§ **STATED PROBLEM**:
State how many lines of the material below contain the word "people", with uppercase and lowercase treated as different. Give only the number.

Segmentation annotation records
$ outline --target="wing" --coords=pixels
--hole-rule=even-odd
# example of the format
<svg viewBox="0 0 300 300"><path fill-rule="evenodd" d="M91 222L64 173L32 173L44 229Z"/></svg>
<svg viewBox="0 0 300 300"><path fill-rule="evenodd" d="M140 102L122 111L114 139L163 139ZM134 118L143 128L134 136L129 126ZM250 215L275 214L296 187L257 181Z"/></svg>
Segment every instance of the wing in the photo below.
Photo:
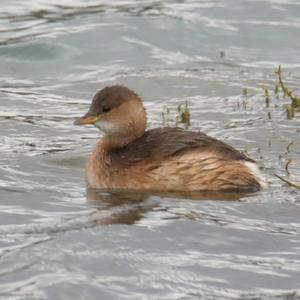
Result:
<svg viewBox="0 0 300 300"><path fill-rule="evenodd" d="M111 153L113 163L133 165L143 160L161 160L187 151L210 150L227 160L254 162L240 151L202 132L186 131L181 128L155 128L148 130L137 140Z"/></svg>

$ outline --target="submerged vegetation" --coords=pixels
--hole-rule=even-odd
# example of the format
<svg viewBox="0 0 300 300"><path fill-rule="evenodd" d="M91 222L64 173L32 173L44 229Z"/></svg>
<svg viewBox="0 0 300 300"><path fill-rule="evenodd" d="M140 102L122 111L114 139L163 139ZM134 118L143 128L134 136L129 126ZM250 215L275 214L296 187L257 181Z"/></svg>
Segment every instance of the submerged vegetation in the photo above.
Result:
<svg viewBox="0 0 300 300"><path fill-rule="evenodd" d="M179 104L177 107L177 112L175 118L171 116L171 110L167 106L164 106L162 112L162 119L164 126L176 126L180 124L184 125L185 129L188 129L191 125L191 113L189 104L186 101L185 104ZM173 115L173 114L172 114Z"/></svg>
<svg viewBox="0 0 300 300"><path fill-rule="evenodd" d="M277 100L288 98L291 101L290 103L285 103L283 107L285 109L287 118L289 120L292 120L293 118L295 118L296 112L300 111L300 96L295 95L295 91L290 90L290 88L287 87L287 85L283 81L282 73L283 71L281 66L278 66L278 68L275 70L278 82L276 83L274 88L274 96ZM270 107L272 98L271 93L267 88L264 88L264 97L266 107ZM268 116L270 119L270 112L268 113Z"/></svg>

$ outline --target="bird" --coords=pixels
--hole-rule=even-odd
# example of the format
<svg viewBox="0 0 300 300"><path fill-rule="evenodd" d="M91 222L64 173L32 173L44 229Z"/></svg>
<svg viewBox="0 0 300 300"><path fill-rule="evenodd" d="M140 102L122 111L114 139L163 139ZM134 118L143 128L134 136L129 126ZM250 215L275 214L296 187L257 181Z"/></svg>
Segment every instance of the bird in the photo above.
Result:
<svg viewBox="0 0 300 300"><path fill-rule="evenodd" d="M259 165L227 143L178 127L146 130L141 97L123 85L99 90L74 124L104 133L86 163L92 188L255 192L267 187Z"/></svg>

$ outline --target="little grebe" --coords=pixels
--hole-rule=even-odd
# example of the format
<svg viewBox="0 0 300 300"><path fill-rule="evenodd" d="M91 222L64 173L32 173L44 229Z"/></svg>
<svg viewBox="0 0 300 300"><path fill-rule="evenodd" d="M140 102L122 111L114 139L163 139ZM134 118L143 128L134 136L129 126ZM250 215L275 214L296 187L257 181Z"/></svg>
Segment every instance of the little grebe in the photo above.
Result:
<svg viewBox="0 0 300 300"><path fill-rule="evenodd" d="M76 125L105 136L86 165L91 187L156 191L249 190L266 185L258 165L231 146L180 128L146 130L141 98L125 86L97 92Z"/></svg>

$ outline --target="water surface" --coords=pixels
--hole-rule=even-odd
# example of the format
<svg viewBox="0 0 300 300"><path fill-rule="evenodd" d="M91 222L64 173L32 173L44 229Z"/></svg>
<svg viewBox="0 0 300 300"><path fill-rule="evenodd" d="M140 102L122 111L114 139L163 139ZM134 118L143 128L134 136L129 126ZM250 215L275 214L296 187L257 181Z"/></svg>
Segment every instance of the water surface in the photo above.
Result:
<svg viewBox="0 0 300 300"><path fill-rule="evenodd" d="M279 64L300 94L299 34L292 0L2 1L0 297L299 299L300 194L272 175L300 182L299 113L273 95ZM112 84L143 97L150 128L188 101L191 129L258 160L269 189L87 189L101 134L73 120Z"/></svg>

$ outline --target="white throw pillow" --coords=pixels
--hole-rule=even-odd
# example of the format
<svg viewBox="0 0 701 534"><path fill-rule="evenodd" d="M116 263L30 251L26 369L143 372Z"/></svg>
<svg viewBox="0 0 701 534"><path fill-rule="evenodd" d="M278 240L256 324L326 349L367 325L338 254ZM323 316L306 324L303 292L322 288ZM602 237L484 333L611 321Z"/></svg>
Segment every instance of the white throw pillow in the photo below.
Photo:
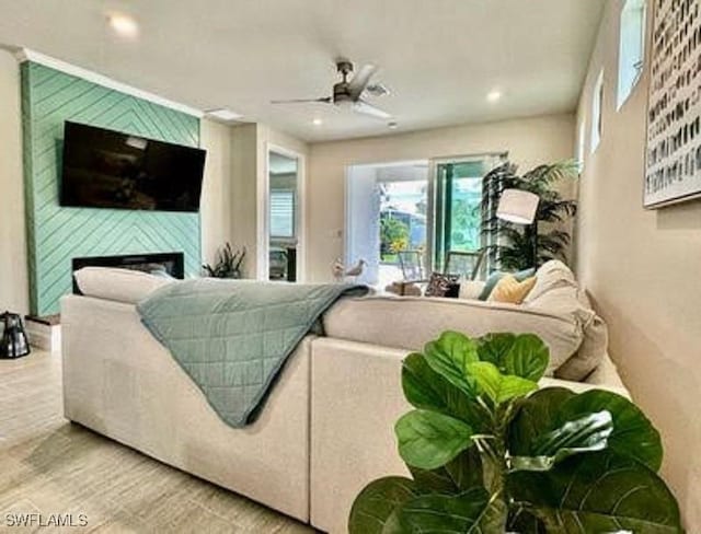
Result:
<svg viewBox="0 0 701 534"><path fill-rule="evenodd" d="M87 297L136 304L173 280L140 270L112 267L83 267L73 272L78 287Z"/></svg>
<svg viewBox="0 0 701 534"><path fill-rule="evenodd" d="M478 300L484 290L485 282L480 280L460 280L460 299Z"/></svg>
<svg viewBox="0 0 701 534"><path fill-rule="evenodd" d="M524 303L532 302L548 291L560 288L577 288L574 275L565 264L559 259L545 262L536 272L536 286L524 299Z"/></svg>

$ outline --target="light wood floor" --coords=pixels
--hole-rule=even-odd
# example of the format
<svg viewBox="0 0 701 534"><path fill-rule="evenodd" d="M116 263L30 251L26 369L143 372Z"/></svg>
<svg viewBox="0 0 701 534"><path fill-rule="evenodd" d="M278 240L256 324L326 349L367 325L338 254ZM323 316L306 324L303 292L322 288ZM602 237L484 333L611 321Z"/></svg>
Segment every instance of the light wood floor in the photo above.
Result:
<svg viewBox="0 0 701 534"><path fill-rule="evenodd" d="M0 360L0 532L13 512L88 516L114 533L314 532L261 504L151 460L62 417L60 357Z"/></svg>

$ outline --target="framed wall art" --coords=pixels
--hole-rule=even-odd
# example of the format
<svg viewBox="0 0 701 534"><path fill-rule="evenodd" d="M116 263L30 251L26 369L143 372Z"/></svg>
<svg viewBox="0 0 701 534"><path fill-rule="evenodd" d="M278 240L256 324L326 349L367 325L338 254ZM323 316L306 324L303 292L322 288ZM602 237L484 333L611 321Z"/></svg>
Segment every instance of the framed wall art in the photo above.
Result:
<svg viewBox="0 0 701 534"><path fill-rule="evenodd" d="M701 197L701 0L653 0L645 208Z"/></svg>

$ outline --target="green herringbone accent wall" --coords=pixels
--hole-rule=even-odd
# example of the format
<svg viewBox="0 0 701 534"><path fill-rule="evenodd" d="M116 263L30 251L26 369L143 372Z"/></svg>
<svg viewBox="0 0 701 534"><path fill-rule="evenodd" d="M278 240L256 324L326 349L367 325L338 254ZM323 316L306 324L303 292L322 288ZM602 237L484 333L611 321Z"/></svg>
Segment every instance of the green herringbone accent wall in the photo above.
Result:
<svg viewBox="0 0 701 534"><path fill-rule="evenodd" d="M32 313L58 312L73 257L184 252L185 272L199 271L198 213L58 205L64 121L197 147L198 118L31 61L22 65L22 114Z"/></svg>

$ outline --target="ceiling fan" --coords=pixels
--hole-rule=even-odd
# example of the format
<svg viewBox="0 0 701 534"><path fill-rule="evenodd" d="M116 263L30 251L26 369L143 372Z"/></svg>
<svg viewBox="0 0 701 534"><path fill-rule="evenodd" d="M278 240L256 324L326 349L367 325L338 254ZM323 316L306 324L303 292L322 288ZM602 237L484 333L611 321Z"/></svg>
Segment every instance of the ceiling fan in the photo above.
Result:
<svg viewBox="0 0 701 534"><path fill-rule="evenodd" d="M375 118L387 119L392 116L374 106L364 100L364 96L382 96L389 94L389 90L379 82L370 83L372 74L377 70L375 65L364 65L358 72L353 74L350 81L348 76L353 72L353 63L347 59L338 59L336 69L343 77L343 81L334 84L332 96L322 96L321 98L292 98L283 101L272 101L271 104L303 104L310 102L320 102L323 104L333 104L334 106L347 107L356 113L369 115Z"/></svg>

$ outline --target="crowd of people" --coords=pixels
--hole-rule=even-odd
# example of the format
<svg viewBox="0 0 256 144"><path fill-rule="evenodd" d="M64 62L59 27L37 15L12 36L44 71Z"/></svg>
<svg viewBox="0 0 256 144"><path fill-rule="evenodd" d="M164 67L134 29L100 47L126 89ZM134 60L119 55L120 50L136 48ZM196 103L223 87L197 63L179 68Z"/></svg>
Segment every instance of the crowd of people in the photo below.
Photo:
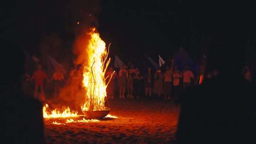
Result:
<svg viewBox="0 0 256 144"><path fill-rule="evenodd" d="M124 64L112 75L107 88L108 98L150 99L154 97L177 101L181 92L197 81L189 66L180 71L174 60L170 63L155 71L150 66L144 70L133 63ZM107 76L110 77L113 72L113 69L110 68ZM116 92L117 90L118 92Z"/></svg>

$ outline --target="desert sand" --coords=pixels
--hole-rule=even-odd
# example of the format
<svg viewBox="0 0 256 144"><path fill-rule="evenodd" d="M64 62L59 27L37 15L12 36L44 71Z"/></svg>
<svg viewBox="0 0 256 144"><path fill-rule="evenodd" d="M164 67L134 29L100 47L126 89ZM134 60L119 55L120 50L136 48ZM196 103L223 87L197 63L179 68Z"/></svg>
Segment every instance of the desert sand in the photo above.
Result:
<svg viewBox="0 0 256 144"><path fill-rule="evenodd" d="M110 99L110 114L99 122L65 123L45 119L48 144L171 144L180 107L160 100ZM74 119L82 119L80 117ZM55 125L54 122L61 125Z"/></svg>

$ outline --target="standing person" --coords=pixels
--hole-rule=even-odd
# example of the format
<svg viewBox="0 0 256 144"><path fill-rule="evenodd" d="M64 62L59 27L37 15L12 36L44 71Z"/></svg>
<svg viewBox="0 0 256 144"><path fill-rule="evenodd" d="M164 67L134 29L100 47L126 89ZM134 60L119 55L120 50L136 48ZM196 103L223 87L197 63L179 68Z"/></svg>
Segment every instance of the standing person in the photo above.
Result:
<svg viewBox="0 0 256 144"><path fill-rule="evenodd" d="M30 81L32 81L35 79L35 93L34 97L35 98L37 97L37 93L38 91L38 87L40 87L40 90L41 91L41 98L42 100L44 100L45 93L44 92L44 80L45 79L48 80L46 73L42 70L42 65L38 64L37 66L37 70L34 72L33 76L30 79Z"/></svg>
<svg viewBox="0 0 256 144"><path fill-rule="evenodd" d="M58 67L54 72L51 80L54 81L55 97L58 97L60 88L64 82L64 75L61 72L61 67Z"/></svg>
<svg viewBox="0 0 256 144"><path fill-rule="evenodd" d="M133 74L133 91L134 96L137 99L139 98L139 88L140 88L140 81L141 79L140 72L138 67L135 69L135 72Z"/></svg>
<svg viewBox="0 0 256 144"><path fill-rule="evenodd" d="M145 78L145 96L147 97L151 97L152 90L152 72L151 68L147 68L147 72Z"/></svg>
<svg viewBox="0 0 256 144"><path fill-rule="evenodd" d="M154 82L154 93L157 94L158 98L160 98L163 94L163 79L164 75L161 72L161 69L158 68L155 73L155 81Z"/></svg>
<svg viewBox="0 0 256 144"><path fill-rule="evenodd" d="M171 99L171 95L172 94L172 73L174 66L174 59L172 60L171 67L166 66L166 71L164 74L164 95L165 99Z"/></svg>
<svg viewBox="0 0 256 144"><path fill-rule="evenodd" d="M195 81L195 77L193 72L190 71L189 66L187 66L185 68L185 71L183 73L183 83L184 84L184 89L186 90L187 88L191 86L192 82L191 79Z"/></svg>
<svg viewBox="0 0 256 144"><path fill-rule="evenodd" d="M123 65L123 67L119 71L118 74L119 78L119 98L120 99L125 99L125 87L126 87L126 84L127 82L127 79L128 78L128 72L126 69L126 65L125 64Z"/></svg>
<svg viewBox="0 0 256 144"><path fill-rule="evenodd" d="M131 63L130 64L130 68L128 70L128 98L133 99L133 78L134 77L134 74L135 73L135 71L136 70L134 68L134 65Z"/></svg>
<svg viewBox="0 0 256 144"><path fill-rule="evenodd" d="M166 71L164 74L164 95L165 99L171 99L171 95L172 94L172 73L173 72L173 67L174 66L174 60L172 60L171 68L167 66Z"/></svg>
<svg viewBox="0 0 256 144"><path fill-rule="evenodd" d="M182 77L182 74L179 71L178 67L175 65L172 73L173 76L173 94L174 100L177 101L179 98L178 96L181 90L181 81Z"/></svg>
<svg viewBox="0 0 256 144"><path fill-rule="evenodd" d="M127 80L127 98L128 99L132 99L133 98L133 85L132 81L132 76L129 74Z"/></svg>
<svg viewBox="0 0 256 144"><path fill-rule="evenodd" d="M114 72L114 71L113 70L112 68L110 68L109 70L107 72L107 76L108 78L107 79L107 81L108 82L110 81L110 79L111 78L111 75L112 78L110 80L110 81L109 83L109 85L107 87L107 94L108 98L110 99L114 99L114 90L115 90L115 81L116 78L117 77L117 74L116 72Z"/></svg>

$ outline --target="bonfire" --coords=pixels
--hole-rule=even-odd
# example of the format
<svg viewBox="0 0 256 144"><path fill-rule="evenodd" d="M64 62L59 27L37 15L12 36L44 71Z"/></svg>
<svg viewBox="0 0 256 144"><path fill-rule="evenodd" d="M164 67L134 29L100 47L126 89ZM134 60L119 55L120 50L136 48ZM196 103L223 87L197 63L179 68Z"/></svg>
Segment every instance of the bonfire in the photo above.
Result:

§ **RESULT FOR THIS TASK**:
2